• [TASK PROMPT]: For the records below, tally the lines that include the word "sample" and give only the tally.

AVAILABLE RECORDS Start Marker

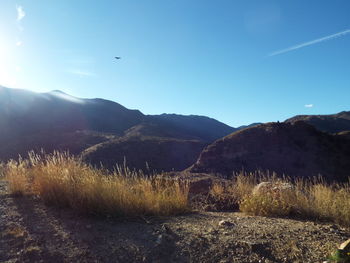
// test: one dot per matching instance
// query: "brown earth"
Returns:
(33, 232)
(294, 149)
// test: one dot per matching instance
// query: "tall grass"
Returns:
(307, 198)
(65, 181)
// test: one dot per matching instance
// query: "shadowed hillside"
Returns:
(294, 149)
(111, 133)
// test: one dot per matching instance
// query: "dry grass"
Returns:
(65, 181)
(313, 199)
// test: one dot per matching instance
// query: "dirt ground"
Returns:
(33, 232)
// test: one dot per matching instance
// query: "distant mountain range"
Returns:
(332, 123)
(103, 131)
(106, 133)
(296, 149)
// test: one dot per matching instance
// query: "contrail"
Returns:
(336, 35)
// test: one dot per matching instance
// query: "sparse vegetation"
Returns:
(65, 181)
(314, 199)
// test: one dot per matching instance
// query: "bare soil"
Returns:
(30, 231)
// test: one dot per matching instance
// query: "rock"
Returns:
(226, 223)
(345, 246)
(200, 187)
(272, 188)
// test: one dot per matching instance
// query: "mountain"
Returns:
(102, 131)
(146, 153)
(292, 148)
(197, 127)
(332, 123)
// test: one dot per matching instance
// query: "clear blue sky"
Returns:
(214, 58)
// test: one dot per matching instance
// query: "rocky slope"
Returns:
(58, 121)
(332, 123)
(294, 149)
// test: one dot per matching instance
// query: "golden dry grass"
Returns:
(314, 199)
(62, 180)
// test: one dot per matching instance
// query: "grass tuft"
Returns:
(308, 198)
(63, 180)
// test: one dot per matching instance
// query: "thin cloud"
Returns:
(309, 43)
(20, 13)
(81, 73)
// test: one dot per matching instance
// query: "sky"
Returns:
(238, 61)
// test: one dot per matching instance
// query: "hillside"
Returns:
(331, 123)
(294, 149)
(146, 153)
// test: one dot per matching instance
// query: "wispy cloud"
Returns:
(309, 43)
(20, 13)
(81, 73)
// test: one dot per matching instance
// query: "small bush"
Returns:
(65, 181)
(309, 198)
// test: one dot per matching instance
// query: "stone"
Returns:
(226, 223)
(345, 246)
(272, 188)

AVAILABLE RECORDS End Marker
AVAILABLE RECORDS Start Marker

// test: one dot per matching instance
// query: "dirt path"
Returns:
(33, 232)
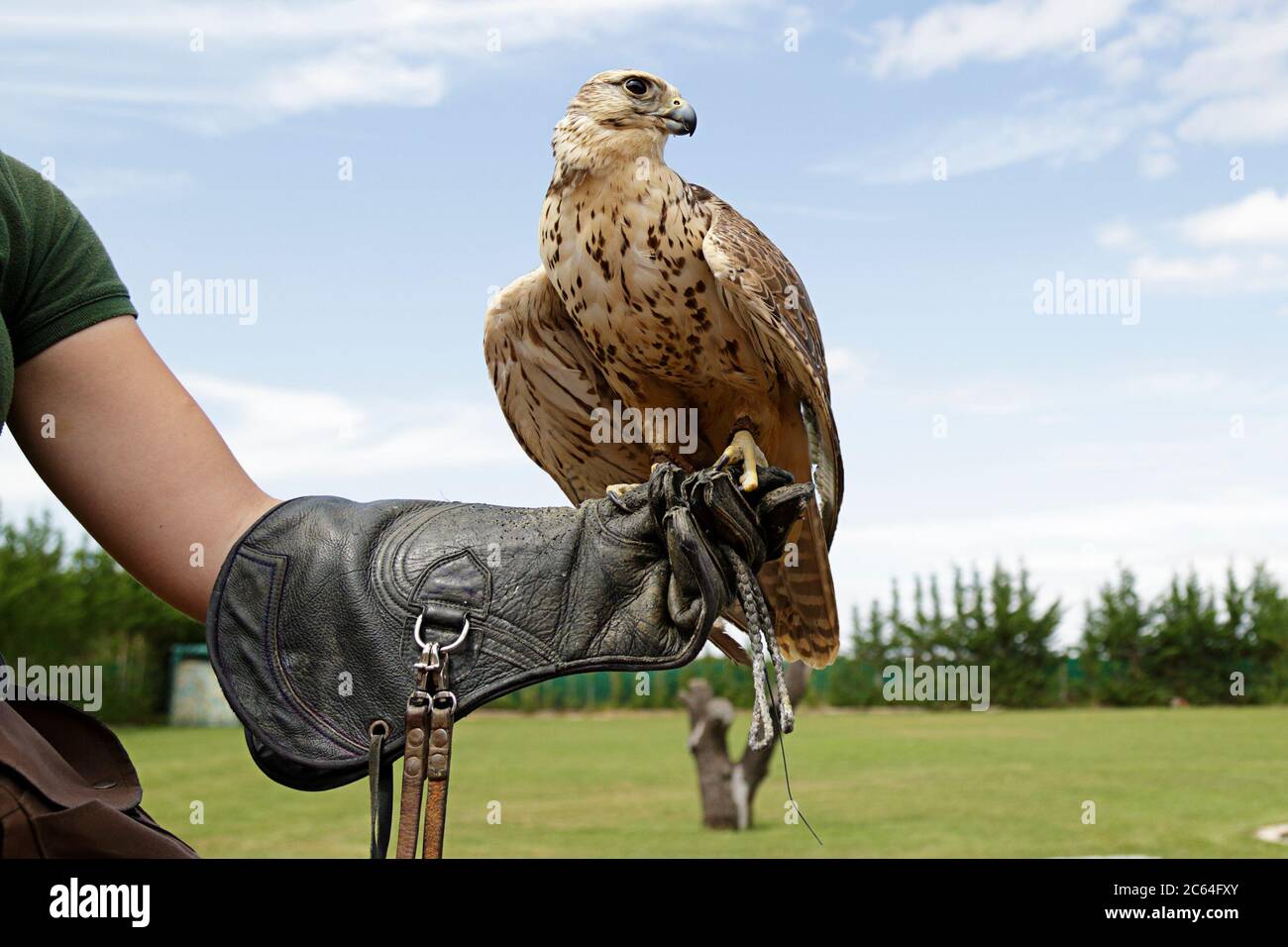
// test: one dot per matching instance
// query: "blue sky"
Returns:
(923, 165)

AVAILABLE RECORDS End Marker
AVAILABLE RECORDS Start Marker

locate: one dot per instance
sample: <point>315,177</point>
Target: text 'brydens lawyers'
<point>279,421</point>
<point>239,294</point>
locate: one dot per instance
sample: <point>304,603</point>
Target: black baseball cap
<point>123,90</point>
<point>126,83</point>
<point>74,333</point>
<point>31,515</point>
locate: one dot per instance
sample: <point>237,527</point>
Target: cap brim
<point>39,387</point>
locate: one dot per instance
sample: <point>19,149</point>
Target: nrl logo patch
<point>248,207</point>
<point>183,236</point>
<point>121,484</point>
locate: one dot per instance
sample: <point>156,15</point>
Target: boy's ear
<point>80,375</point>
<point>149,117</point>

AVAILABLE RECORDS End Marker

• [ANSWER FOR THE TASK]: 5